> _THE DATA_:

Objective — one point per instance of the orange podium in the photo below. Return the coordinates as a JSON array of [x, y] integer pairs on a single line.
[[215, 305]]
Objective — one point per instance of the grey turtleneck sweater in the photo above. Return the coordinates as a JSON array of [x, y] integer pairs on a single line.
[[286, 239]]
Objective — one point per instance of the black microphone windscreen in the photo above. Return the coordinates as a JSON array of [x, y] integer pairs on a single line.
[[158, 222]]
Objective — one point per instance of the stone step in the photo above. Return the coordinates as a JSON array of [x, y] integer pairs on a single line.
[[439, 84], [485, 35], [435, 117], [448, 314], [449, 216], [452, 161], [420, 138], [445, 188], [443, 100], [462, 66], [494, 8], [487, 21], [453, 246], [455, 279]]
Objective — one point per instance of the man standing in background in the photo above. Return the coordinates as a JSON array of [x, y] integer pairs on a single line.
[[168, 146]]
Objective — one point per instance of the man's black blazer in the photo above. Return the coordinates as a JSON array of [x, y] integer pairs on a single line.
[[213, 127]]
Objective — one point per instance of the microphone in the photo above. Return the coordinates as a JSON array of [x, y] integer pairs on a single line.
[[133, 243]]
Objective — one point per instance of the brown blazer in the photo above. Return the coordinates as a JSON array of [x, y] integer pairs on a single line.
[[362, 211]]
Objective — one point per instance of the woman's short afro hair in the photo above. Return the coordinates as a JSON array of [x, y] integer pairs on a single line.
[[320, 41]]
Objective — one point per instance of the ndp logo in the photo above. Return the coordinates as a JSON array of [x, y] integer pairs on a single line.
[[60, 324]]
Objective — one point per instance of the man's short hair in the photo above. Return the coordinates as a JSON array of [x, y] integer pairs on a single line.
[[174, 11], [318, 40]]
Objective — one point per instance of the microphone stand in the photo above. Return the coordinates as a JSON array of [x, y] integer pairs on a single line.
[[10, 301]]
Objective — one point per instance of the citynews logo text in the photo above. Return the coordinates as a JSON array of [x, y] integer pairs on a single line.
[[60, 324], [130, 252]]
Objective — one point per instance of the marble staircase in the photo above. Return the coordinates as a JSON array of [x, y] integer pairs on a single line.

> _WRITTEN EXERCISE_:
In full and verbatim, repeat the records given above.

> _SOLUTION FOR THIS EXERCISE_:
Objective — one point per instance of the orange podium in the photo below. Return the coordinates as a JSON array of [x, y] integer pairs on a single line.
[[215, 305]]
Objective — one point per instance of the grey turtleneck sweater in the photo above. Return the coordinates as a JSON array of [x, y] integer pairs on a single line.
[[286, 239]]
Objective — one point per instance of the black microphone windscreen in the photo above. Return the coordinates as a JSON array of [x, y] integer pairs on a single line.
[[158, 222]]
Objective — one point per instance of the stone step in the photo above. Return the coordinates as a JSON array of [x, y] integer pairs on a single line.
[[439, 84], [485, 35], [435, 117], [448, 314], [449, 216], [452, 161], [420, 138], [445, 188], [443, 100], [462, 66], [494, 8], [487, 21], [453, 246], [455, 279]]
Objective — one point per instance of the man standing in background in the photo above. Return the coordinates as a JSON array of [x, y] integer pairs on a single line.
[[168, 146]]
Objective — one point per instance of the man's black blazer in the photo above. Return the coordinates as a JSON array of [x, y] integer pairs on a single line.
[[213, 127]]
Objective — one point per instance of the microphone in the photo above. Return the coordinates as a JSON array of [x, y] integer pairs on a single line.
[[133, 243]]
Objective — one point per instance of the brown blazer in the photo above. Return the coordinates as a JSON array of [x, y] integer pairs on a single line.
[[362, 211]]
Objective — one point per instance of the woman's short afro hair in the photo above. Return the coordinates as a JSON array of [x, y] integer pairs on a single line.
[[320, 41]]
Objective — one point per instance of the ndp logo in the photo above. Return the coordinates as a JSON array of [x, y] integer pairs on a single line.
[[60, 324]]
Objective — one point per instance of the man's short hair in the photo above. Return the coordinates as a JSON array of [x, y] integer pairs on a single line.
[[174, 11], [318, 40]]
Objective — one point per instance of the microphone stand in the photo above. Return the coordinates as a JSON array of [x, y] integer pairs on a single line.
[[10, 301]]
Objective — one point per instance of the citynews logo text in the photo above. Return the coordinates as a JSON array of [x, y] integer pairs on a single line.
[[60, 324], [130, 252]]
Objective — one point per instance of the marble staircase in the photo above. Return the coordinates as a JSON array of [x, y] integer pairs on a single line.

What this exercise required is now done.